→ Aim:
Rewrite the data below, putting "Please mark" wherever "Kindly point to" appears and leaving everything else the same.

begin Entries shown

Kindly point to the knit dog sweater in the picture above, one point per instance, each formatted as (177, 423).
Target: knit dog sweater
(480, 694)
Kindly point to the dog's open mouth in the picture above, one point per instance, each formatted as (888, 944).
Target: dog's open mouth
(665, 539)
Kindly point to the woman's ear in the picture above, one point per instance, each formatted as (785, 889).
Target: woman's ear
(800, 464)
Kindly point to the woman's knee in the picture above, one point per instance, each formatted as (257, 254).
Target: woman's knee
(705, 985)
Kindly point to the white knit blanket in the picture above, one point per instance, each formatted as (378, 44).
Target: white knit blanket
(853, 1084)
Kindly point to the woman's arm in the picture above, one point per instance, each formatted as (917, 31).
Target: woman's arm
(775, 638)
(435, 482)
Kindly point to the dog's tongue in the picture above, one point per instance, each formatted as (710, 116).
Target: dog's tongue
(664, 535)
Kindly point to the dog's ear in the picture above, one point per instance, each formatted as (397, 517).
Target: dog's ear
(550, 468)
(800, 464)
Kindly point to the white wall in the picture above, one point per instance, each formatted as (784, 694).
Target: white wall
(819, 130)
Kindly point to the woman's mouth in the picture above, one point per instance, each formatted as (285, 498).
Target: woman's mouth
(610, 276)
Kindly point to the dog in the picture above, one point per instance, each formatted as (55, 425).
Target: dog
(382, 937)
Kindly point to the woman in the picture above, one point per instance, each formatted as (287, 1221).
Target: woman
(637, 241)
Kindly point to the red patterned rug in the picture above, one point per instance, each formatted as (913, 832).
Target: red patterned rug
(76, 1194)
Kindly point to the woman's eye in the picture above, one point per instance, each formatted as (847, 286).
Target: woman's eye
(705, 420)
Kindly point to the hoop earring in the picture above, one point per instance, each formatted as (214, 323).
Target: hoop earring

end Entries shown

→ Task answer:
Please mark the knit dog sweater in the picture above, one point per instance, each formatted as (177, 423).
Target: knit dog sweater
(480, 694)
Please mark the dog's open mouth in the picture above, one point per instance, each formatted as (888, 944).
Target: dog's open mouth
(665, 539)
Please mark the woman's ear in the picture above, one point per instance, each formatted as (785, 889).
Target: woman's ear
(800, 464)
Please mark the woman's knee in the picture above, one point per instance, each formatted as (257, 254).
Target: woman's knee
(705, 985)
Please mark the white knit blanket in the picture above, one point per instance, each formatted as (378, 44).
Target: white knit blanket
(853, 1084)
Please mark the woman's arm in the picture above, one point per instance, each formatted as (917, 31).
Target: woman's arm
(775, 638)
(435, 482)
Please mark the dog's tongue in the picture above, one point per instance, each formatted as (710, 116).
Target: dog's tongue
(664, 535)
Please mark the dog's ear in the picture above, one point per instance, each formatted as (397, 517).
Target: dog's ear
(550, 468)
(800, 464)
Please mark the white wall in the picture above, one point per instance, each formatted as (784, 694).
Target: white wall
(819, 130)
Please mark the woman's mouth in the picture above, one point per instance, each formatted as (285, 498).
Target: woman's mouth
(610, 276)
Please mark the dog in the picture above, one point per instance, each formatted as (55, 425).
Target: dog
(382, 937)
Please mark the woman in the picture above, one point per instance, each formatted as (287, 1221).
Target: woman
(637, 241)
Please mark the red patterned rug in the picture above, one point per instance, each formatted as (913, 832).
Target: red patterned rug
(76, 1194)
Please mark the woman's eye in the picture above, one point per instance, each formatted as (847, 286).
Target: woman's eye
(705, 420)
Please mark the hoop earring in the picture above, one point per instance, each formatted as (214, 323).
Target: hoop earring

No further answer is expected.